»»

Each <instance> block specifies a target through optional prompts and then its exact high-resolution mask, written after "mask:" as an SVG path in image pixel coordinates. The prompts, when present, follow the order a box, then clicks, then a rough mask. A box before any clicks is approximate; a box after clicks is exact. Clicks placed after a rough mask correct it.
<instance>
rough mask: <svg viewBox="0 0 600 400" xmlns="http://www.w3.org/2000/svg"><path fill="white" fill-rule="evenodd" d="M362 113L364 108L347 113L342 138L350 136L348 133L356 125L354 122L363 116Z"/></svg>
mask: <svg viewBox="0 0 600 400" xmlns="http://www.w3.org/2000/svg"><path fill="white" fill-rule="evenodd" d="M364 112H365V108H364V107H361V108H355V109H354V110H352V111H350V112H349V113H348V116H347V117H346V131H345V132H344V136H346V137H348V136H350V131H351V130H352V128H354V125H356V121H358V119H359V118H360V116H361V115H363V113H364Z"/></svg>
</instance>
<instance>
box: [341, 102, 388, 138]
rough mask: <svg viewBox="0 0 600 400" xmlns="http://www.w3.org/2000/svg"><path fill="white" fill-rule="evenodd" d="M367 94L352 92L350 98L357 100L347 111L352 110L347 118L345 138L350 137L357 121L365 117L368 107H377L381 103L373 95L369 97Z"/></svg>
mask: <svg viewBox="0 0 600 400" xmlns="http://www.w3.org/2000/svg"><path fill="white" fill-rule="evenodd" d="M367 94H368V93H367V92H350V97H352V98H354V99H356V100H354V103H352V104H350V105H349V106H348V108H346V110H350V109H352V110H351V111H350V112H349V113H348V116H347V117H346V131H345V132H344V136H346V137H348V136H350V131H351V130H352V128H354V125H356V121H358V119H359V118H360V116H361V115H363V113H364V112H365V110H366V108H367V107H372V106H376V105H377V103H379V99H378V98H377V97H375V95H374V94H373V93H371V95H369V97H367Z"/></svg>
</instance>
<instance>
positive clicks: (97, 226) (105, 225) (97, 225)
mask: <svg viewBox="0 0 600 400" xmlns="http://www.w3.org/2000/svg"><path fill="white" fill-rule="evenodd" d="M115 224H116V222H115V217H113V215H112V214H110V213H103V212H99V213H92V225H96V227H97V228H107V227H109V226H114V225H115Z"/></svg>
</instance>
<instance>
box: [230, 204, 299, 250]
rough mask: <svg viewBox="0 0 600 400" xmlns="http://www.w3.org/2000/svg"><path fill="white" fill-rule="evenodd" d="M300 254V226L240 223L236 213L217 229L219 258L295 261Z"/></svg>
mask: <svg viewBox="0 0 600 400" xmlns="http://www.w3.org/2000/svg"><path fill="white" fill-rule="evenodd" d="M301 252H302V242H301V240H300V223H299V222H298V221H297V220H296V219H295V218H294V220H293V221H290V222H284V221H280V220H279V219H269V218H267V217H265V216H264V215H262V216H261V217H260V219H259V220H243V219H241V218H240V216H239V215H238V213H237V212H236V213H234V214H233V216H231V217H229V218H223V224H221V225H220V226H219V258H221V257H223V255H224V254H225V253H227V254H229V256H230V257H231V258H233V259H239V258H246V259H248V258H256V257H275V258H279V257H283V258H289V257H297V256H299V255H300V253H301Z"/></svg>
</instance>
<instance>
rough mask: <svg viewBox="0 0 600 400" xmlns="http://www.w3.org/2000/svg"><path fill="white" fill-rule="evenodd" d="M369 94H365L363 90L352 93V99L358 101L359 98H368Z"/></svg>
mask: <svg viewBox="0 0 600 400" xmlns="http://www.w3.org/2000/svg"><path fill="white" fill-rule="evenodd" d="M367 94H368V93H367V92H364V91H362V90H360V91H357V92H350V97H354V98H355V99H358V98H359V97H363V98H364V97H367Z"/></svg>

««

Rewrite the data from its first line through the line containing "113L364 108L347 113L342", both ends included, as a numbered list, omitting any blank lines.

1. Each <instance> block specifies a target through optional prompts and then its exact high-resolution mask, written after "mask:" as an SVG path in image pixel coordinates. The prompts, when present, follow the order a box, then clicks, then a rough mask. A box before any clicks is approximate; a box after clicks is exact. Clicks placed after a rough mask correct it.
2. <instance>
3. rough mask: <svg viewBox="0 0 600 400" xmlns="http://www.w3.org/2000/svg"><path fill="white" fill-rule="evenodd" d="M362 113L364 108L347 113L342 138L350 136L348 133L356 125L354 122L363 116Z"/></svg>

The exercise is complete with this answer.